» **Exercise objective**
Treat the line containing "Place one keypoint on each instance of the kitchen counter" as the first line and the final line of the material below as the last; reproduce that range exactly.

Dataset excerpts on object pointing

╭──

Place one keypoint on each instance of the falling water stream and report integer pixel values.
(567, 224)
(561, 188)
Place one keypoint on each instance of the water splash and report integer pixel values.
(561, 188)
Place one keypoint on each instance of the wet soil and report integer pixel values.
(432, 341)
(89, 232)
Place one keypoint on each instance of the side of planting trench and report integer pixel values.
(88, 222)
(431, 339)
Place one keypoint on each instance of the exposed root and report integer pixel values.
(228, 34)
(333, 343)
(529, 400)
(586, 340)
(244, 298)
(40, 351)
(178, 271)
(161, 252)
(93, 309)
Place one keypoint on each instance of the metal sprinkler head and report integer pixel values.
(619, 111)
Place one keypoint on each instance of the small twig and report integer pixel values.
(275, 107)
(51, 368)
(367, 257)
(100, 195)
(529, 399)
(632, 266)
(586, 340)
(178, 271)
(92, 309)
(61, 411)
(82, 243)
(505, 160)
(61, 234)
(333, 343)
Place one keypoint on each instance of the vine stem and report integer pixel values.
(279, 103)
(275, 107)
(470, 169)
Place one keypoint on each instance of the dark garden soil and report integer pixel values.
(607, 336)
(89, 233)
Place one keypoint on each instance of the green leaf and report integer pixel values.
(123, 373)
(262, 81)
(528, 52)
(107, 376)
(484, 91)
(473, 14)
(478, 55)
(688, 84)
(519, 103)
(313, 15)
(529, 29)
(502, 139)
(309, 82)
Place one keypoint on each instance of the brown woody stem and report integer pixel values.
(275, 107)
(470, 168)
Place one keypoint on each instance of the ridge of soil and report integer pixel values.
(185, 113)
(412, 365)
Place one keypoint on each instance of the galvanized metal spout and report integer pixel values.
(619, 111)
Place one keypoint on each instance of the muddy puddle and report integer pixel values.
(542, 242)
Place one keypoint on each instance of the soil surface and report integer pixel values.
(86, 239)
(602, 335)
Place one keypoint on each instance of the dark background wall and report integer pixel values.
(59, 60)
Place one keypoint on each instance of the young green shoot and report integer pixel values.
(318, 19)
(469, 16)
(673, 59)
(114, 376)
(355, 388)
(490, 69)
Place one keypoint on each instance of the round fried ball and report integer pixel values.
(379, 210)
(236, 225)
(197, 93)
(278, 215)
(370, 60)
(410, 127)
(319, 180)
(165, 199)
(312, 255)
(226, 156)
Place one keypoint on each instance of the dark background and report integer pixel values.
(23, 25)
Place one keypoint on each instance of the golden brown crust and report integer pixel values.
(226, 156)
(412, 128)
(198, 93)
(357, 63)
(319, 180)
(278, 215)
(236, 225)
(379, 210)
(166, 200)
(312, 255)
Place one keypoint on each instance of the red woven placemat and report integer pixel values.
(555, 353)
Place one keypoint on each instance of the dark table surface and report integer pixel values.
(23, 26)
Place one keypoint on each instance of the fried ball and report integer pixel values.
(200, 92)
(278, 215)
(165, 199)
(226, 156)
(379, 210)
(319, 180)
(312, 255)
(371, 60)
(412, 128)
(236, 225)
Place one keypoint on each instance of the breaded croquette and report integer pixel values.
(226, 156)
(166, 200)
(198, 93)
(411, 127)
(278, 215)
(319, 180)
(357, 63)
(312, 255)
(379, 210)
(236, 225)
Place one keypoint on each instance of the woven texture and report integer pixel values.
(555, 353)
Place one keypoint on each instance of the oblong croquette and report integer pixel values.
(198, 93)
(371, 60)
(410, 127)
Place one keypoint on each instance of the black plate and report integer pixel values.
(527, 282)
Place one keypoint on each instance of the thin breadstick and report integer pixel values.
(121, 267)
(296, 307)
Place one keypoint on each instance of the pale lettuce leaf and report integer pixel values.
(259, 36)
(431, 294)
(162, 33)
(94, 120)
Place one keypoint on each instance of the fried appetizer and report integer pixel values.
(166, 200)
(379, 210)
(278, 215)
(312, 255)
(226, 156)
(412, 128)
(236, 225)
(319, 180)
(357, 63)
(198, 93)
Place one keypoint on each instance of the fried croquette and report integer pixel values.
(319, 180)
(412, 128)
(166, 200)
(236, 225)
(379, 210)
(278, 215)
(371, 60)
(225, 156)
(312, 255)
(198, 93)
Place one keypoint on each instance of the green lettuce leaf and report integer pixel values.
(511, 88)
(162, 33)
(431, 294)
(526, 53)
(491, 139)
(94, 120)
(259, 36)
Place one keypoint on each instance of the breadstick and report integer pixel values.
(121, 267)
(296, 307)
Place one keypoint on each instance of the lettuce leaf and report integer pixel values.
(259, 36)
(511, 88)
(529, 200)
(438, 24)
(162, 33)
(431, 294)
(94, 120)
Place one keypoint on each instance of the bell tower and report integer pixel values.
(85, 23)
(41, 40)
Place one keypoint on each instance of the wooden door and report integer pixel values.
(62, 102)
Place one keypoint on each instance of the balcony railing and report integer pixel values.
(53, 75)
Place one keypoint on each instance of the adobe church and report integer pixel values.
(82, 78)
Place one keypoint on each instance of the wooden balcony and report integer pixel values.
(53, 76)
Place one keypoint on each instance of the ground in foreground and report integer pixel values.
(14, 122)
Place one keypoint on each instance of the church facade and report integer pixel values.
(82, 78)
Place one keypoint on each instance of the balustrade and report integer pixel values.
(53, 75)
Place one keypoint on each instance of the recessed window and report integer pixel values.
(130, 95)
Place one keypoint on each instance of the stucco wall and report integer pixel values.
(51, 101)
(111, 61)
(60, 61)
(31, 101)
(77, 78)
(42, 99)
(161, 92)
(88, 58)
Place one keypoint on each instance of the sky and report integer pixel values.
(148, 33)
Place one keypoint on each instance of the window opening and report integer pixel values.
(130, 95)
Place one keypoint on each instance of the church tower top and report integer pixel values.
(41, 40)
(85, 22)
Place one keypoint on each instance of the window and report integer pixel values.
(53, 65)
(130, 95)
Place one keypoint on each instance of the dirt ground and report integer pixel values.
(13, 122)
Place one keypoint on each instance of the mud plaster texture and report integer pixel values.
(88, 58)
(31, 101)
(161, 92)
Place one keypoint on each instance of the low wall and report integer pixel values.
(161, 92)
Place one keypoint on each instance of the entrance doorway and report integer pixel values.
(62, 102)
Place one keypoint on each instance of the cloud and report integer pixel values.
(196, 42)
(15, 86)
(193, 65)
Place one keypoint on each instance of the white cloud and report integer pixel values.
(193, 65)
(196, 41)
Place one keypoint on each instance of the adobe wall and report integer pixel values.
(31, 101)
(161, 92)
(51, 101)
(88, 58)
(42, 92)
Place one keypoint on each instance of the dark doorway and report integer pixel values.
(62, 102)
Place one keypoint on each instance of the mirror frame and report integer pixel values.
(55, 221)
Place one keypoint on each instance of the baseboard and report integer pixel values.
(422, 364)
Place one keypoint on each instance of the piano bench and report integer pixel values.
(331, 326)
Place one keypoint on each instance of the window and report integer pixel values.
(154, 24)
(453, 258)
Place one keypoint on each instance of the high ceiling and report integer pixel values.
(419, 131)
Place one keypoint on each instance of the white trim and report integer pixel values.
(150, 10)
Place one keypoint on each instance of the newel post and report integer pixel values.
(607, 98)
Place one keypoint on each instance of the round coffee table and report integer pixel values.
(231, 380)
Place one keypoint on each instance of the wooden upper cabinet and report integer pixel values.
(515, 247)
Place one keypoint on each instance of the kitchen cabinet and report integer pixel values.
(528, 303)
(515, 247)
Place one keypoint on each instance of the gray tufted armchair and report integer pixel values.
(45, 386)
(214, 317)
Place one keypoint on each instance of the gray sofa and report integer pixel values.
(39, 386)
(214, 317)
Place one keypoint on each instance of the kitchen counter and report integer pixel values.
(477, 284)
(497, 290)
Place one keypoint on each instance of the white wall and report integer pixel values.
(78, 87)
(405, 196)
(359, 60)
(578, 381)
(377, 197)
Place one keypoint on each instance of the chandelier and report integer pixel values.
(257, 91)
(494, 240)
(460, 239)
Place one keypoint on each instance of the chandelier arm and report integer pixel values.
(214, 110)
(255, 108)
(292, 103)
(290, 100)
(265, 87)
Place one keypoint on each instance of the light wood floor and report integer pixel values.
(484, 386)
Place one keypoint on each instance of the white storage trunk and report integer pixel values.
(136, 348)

╰──

» **Answer for the task**
Place one keypoint on each instance of the kitchen counter and report integer pixel values.
(477, 284)
(497, 290)
Place one keypoint on each instance of the white wall and report integer pixel values.
(78, 87)
(405, 196)
(359, 60)
(578, 381)
(377, 197)
Place one keypoint on each instance of the chandelier and report integer pixel values.
(257, 91)
(494, 240)
(460, 239)
Place one keypoint on each instance of the chandelier arm and report integer pixel values.
(214, 110)
(255, 108)
(292, 103)
(290, 100)
(265, 87)
Place one keypoint on each instance of the light wood floor and report integer pixel values.
(484, 386)
Place one keypoint on each instance of the white storage trunk and report integer pixel values.
(136, 348)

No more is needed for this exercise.